• [Task objective] Put every line of the material below into a JSON list of strings, one string per line, and leave out the blank lines.

(Entries from a dataset)
——————

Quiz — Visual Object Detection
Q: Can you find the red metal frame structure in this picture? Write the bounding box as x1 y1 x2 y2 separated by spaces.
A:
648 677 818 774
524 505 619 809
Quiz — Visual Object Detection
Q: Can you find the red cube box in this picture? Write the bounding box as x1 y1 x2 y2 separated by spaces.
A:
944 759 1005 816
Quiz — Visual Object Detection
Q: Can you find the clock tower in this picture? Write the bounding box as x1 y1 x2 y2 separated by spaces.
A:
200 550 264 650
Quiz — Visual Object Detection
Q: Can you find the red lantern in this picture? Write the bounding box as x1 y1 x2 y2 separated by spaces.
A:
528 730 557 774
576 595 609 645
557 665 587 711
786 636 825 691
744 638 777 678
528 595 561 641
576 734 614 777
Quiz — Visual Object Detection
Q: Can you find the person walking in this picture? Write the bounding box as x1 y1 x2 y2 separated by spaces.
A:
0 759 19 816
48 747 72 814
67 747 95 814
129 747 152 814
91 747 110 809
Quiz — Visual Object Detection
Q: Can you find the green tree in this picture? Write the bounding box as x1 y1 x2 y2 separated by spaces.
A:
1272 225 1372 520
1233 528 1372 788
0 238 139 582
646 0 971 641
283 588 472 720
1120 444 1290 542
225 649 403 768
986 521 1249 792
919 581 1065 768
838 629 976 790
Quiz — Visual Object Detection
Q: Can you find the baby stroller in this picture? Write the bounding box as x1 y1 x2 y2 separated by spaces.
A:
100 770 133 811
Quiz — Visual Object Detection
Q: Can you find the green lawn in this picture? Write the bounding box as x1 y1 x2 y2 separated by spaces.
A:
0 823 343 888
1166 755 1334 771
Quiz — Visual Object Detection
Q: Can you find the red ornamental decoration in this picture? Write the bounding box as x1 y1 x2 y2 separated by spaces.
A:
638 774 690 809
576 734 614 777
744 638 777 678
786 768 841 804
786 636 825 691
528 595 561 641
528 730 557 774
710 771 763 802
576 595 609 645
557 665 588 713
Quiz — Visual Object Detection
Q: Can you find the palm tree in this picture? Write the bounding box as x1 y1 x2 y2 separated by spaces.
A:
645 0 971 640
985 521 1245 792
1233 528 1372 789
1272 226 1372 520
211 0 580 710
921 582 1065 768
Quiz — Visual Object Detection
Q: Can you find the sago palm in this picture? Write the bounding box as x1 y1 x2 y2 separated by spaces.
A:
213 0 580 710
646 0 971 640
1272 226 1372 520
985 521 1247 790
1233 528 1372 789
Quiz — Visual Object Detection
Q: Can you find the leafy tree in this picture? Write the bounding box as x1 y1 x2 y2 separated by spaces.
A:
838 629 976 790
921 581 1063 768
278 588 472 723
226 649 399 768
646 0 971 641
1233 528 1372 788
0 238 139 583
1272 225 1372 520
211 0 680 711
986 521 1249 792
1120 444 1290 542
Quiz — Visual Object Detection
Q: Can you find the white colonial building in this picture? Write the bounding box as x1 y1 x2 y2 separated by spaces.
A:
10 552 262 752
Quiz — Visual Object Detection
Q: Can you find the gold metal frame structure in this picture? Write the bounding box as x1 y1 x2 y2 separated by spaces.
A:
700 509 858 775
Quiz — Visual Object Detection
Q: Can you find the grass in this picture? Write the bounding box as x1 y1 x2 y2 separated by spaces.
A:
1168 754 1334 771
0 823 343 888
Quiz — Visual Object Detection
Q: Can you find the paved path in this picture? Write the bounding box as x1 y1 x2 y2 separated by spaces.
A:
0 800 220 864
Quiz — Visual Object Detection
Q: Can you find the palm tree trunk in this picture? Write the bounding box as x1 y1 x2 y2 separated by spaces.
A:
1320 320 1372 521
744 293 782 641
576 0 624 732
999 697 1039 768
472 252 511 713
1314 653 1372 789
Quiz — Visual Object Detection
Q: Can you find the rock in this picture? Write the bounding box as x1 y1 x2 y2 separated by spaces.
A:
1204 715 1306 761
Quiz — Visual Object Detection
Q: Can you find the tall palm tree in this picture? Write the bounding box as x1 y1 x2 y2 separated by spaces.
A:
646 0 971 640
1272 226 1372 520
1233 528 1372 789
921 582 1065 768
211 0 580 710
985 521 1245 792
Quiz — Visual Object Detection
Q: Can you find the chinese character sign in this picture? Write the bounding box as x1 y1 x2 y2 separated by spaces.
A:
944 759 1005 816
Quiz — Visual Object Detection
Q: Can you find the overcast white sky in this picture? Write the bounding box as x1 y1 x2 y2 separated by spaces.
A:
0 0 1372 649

——————

• [Solution below]
[
  "Quiz — Visual Object Detection",
  "Q: Can you find the red metal frame structure in this picture? Write the bounding box as x1 y1 x2 y2 separated by spaces.",
  "A:",
  "648 677 818 774",
  "524 505 619 809",
  "Quiz — Visual Object Detection",
  "Q: Can you find the red cube box in this picture? Write the bounding box as x1 y1 x2 y2 separated by spaces.",
  "A:",
  "944 759 1005 816",
  "Quiz — Visual Object Detection",
  "Q: Can you find the clock tower in this picture? Write the bounding box as x1 y1 x2 y2 separated by spaces.",
  "A:",
  "200 550 264 650",
  "Quiz — Visual Object Detection",
  "Q: Can you find the red lantern in this picture? Write the bounding box as x1 y1 x2 y2 separated by spaces.",
  "A:",
  "528 730 557 774",
  "576 595 609 645",
  "557 665 587 711",
  "786 636 825 691",
  "744 638 777 678",
  "528 595 561 641",
  "576 734 614 777",
  "Quiz — Visual Object Detection",
  "Q: Can you find the person walking in this picture? Write the bounding box as x1 y1 x2 y2 separated by spaces.",
  "A:",
  "0 759 19 816",
  "48 747 72 814",
  "67 747 95 814",
  "129 747 152 814",
  "91 747 110 809",
  "Quiz — Visual Object Detection",
  "Q: Can you find the green tree in this picture? Write the bounding box as x1 y1 x2 y2 separated by spaces.",
  "A:",
  "1272 225 1372 520",
  "1233 528 1372 788",
  "0 238 139 582",
  "646 0 971 641",
  "283 588 472 720",
  "1120 444 1290 542",
  "225 649 403 768",
  "986 521 1249 792",
  "919 581 1065 768",
  "838 629 976 790",
  "Quiz — Visual Object Detection",
  "Q: Can you find the baby stroller in this picture? Write the bounding box as x1 y1 x2 y2 separated by spaces.",
  "A:",
  "100 770 133 811",
  "Quiz — Visual Object Detection",
  "Q: Can you find the green lawn in this picture? Write the bounding box as x1 y1 x2 y2 separated by spaces.",
  "A:",
  "0 823 343 888",
  "1166 755 1334 771",
  "Quiz — Visual Object Detection",
  "Q: Can you find the red ornamental decoration in this picture? Write the bounding box as x1 y1 x2 y2 separated by spaces.",
  "A:",
  "638 774 690 809",
  "576 734 614 777",
  "744 638 777 678",
  "786 768 841 804",
  "786 636 825 691",
  "528 595 561 641",
  "528 730 557 774",
  "710 771 763 802",
  "576 595 609 645",
  "557 665 588 713",
  "Quiz — Visual Object Detection",
  "Q: Can you find the palm tree in this picture? Write the bounding box as x1 y1 x2 y2 separated by spaces.",
  "A:",
  "645 0 971 640",
  "985 521 1245 792",
  "1233 528 1372 789",
  "1272 226 1372 520",
  "211 0 580 710",
  "921 582 1065 768",
  "Quiz — Visual Object Detection",
  "Q: Can you find the sago palm in this picture? Write the bounding box as x1 y1 x2 y2 separated by spaces.",
  "A:",
  "213 0 580 710",
  "646 0 971 640",
  "1272 226 1372 520",
  "985 521 1247 790",
  "1233 528 1372 789",
  "Quiz — Visual Object Detection",
  "Q: Can you find the leafy tree in this picture? Write the bounding box as x1 y1 x2 y2 separated by spaces.",
  "A:",
  "838 629 976 790",
  "921 581 1063 768",
  "278 588 472 723",
  "226 649 399 768",
  "646 0 971 641",
  "1233 528 1372 788",
  "0 238 139 583",
  "1272 225 1372 520",
  "211 0 680 711",
  "986 521 1249 792",
  "1120 444 1290 542",
  "Quiz — Visual Object Detection",
  "Q: Can you find the white colonial building in this picture? Write the bounding box as x1 y1 x2 y2 separated by spaces.",
  "A:",
  "10 552 262 752",
  "Quiz — Visual Object Detection",
  "Q: Can you find the gold metal frame structure in this picture? Write the bounding box as x1 y1 x2 y2 separated by spaces.",
  "A:",
  "700 509 858 775",
  "Quiz — Visual Object Detection",
  "Q: Can you find the grass in this picture? Write the bounding box as x1 y1 x2 y2 separated by spaces.",
  "A:",
  "1168 754 1334 771",
  "0 823 343 888",
  "Quiz — Visual Object Detection",
  "Q: Can you find the paved path in this picture? Write the bounding box as x1 y1 x2 y2 separated by spaces.",
  "A:",
  "0 800 220 864",
  "Quiz — Visual Object Detection",
  "Q: Can you find the palm tree trunk in this picture? Write the bounding box as x1 y1 x2 y2 separated by spaces.",
  "A:",
  "1320 320 1372 521",
  "744 293 782 641",
  "576 0 624 732",
  "999 697 1039 768",
  "472 252 511 713",
  "1314 653 1372 789",
  "Quiz — Visual Object Detection",
  "Q: Can you find the rock in this picture? Write the bounding box as x1 y1 x2 y2 separated by spaces.",
  "A:",
  "1204 715 1306 761",
  "Quiz — Visual Object Detection",
  "Q: Can you find the tall palm tree in this picture? Write the bounding box as x1 y1 x2 y2 separated by spaces.",
  "A:",
  "646 0 971 640",
  "1272 226 1372 520",
  "1233 528 1372 789",
  "921 582 1065 768",
  "211 0 580 710",
  "985 521 1245 792",
  "Quiz — Visual Object Detection",
  "Q: Can you find the chinese character sign in this picture? Write the bounding box as x1 y1 x2 y2 separated by spaces.",
  "A:",
  "944 759 1005 816",
  "Quiz — Visual Object Detection",
  "Q: Can you find the overcast white sky in this picture? Write the bounding box as x1 y1 x2 y2 separated by spaces.",
  "A:",
  "0 0 1372 649"
]